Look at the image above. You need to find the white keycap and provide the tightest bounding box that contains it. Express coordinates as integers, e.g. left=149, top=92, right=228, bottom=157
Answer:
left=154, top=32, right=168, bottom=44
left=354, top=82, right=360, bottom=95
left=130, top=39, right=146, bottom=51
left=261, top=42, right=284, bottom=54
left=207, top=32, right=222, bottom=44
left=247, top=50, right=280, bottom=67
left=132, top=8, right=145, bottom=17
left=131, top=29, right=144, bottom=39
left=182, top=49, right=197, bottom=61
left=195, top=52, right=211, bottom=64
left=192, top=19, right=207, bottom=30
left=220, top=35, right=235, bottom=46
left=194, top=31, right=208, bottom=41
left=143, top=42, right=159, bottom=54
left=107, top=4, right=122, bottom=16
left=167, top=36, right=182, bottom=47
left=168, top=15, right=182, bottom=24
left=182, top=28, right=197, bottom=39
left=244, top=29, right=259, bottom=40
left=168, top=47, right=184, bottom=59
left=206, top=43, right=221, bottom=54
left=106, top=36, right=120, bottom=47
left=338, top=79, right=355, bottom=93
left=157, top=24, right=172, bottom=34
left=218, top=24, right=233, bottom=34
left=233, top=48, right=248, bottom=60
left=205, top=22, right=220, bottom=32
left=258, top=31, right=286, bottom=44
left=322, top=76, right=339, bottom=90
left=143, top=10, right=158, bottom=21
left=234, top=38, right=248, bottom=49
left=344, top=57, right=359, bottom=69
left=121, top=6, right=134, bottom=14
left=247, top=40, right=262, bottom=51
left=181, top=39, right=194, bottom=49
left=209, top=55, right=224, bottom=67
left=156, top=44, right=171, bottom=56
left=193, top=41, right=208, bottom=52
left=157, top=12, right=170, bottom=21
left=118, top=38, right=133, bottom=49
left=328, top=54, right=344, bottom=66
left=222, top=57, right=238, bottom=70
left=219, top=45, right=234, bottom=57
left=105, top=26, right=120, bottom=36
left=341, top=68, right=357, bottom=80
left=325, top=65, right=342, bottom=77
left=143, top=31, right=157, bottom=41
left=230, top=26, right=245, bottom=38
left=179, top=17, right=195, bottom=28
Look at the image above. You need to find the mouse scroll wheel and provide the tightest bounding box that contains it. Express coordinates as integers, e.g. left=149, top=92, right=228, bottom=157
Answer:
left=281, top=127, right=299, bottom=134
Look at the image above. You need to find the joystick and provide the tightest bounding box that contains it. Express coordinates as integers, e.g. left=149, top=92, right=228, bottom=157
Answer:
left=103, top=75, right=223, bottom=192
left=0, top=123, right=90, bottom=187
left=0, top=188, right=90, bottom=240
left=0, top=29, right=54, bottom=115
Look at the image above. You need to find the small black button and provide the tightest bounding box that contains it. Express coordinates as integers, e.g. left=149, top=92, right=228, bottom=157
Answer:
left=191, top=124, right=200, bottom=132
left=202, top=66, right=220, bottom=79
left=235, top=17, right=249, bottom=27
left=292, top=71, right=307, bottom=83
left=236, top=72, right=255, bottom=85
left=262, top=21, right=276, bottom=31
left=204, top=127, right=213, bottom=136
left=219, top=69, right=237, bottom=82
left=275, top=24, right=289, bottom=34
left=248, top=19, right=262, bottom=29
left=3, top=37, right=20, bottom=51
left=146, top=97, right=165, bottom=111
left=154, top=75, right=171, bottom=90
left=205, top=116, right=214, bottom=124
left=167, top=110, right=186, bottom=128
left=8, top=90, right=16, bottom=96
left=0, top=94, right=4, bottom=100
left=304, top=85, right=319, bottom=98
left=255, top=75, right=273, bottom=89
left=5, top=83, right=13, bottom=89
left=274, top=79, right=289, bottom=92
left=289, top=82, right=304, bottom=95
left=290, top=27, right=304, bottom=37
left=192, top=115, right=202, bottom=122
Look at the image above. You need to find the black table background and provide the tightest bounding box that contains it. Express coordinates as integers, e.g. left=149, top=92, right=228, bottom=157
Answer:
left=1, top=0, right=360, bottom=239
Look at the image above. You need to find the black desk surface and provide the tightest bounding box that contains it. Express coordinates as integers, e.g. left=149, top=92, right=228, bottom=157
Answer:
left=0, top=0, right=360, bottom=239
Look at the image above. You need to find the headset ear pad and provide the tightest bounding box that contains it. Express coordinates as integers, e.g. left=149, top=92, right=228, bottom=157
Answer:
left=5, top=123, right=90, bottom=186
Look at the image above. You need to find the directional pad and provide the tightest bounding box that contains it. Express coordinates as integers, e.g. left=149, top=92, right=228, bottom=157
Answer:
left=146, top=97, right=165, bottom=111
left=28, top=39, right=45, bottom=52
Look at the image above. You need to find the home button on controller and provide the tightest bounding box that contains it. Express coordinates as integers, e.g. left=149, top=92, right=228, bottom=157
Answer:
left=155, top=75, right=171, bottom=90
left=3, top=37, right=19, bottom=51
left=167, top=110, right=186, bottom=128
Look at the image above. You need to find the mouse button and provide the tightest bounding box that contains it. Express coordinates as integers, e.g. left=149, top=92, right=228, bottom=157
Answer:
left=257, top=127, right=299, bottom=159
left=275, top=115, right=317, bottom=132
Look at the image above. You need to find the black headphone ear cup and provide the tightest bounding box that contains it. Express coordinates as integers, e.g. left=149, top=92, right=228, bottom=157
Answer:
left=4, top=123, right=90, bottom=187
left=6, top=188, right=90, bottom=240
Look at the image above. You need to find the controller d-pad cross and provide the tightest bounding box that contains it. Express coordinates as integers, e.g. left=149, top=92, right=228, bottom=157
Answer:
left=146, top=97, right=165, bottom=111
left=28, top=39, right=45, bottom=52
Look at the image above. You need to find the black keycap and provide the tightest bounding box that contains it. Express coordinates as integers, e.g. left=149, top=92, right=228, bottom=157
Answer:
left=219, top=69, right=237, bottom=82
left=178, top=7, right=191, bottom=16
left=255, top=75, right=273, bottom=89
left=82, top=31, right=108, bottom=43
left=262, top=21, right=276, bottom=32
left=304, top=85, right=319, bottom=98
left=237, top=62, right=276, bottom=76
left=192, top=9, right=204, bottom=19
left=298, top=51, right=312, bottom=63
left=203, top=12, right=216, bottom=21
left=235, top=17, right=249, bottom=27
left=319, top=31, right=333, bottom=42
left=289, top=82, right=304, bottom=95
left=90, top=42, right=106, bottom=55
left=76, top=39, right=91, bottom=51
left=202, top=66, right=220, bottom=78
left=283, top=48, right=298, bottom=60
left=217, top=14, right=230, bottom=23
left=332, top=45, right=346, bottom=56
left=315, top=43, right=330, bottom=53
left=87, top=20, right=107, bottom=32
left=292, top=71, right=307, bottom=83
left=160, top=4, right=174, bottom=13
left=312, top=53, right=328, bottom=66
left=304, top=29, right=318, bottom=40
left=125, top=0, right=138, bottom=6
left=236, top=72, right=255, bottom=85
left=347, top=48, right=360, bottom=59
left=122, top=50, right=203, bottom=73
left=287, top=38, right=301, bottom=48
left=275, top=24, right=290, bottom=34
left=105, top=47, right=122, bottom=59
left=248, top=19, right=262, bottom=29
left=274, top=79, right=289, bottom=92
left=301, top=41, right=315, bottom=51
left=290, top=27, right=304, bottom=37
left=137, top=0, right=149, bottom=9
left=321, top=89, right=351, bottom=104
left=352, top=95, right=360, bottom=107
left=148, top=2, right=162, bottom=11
###
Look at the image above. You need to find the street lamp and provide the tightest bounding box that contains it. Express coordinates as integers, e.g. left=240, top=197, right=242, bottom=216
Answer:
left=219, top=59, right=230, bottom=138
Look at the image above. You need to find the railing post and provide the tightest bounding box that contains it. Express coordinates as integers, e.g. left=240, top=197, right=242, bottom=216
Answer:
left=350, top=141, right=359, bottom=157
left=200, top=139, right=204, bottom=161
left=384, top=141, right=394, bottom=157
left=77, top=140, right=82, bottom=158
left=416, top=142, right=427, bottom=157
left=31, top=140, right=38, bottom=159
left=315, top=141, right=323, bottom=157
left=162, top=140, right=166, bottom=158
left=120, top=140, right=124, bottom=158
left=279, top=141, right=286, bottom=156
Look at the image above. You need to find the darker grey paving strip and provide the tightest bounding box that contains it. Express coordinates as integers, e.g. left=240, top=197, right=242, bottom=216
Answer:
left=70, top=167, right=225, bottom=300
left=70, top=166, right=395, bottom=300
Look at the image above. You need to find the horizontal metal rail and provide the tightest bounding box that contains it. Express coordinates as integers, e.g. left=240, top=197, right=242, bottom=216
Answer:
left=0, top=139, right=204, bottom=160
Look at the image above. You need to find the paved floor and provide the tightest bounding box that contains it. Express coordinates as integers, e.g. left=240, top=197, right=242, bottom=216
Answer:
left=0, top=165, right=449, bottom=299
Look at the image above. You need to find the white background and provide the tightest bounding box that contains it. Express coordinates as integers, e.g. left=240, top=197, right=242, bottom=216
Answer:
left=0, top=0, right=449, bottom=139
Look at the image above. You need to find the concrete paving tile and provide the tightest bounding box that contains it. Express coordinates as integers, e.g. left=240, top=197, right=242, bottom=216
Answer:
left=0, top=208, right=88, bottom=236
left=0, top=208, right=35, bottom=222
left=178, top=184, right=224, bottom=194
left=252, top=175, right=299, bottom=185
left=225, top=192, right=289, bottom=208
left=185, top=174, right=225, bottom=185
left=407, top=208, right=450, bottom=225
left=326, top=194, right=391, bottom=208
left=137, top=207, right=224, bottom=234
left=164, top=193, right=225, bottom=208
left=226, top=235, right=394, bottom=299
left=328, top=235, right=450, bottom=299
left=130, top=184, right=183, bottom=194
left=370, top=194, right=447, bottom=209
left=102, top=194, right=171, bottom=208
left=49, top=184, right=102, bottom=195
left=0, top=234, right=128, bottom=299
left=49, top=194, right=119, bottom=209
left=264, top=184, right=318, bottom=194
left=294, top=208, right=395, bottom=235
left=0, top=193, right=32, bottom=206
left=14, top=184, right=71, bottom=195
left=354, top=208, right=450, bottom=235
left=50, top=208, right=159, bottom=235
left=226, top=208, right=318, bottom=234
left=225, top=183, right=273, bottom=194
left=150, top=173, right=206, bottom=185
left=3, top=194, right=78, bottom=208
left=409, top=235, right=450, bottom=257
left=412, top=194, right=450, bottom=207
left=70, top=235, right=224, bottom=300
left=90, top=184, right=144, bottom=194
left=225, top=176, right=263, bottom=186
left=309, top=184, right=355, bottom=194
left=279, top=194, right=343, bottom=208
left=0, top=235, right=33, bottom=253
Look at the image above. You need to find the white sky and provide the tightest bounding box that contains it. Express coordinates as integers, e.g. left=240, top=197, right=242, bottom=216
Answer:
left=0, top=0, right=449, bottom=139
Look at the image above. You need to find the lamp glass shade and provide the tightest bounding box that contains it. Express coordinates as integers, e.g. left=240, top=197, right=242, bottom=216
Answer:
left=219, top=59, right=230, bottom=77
###
• [WORK TO COMPLETE]
Check each line above for the string "keycap" and return those that contain it.

• [THE ANSWER]
Look at the image above. You need to find the white keycap and provide the tightest bounding box that contains it. Express coordinates as integers, e.g. left=149, top=92, right=228, bottom=157
Look at the image above. You need to find the black keycap and provide the tightest bounding box that contains it. Express coordinates as integers, e.g. left=149, top=92, right=228, bottom=157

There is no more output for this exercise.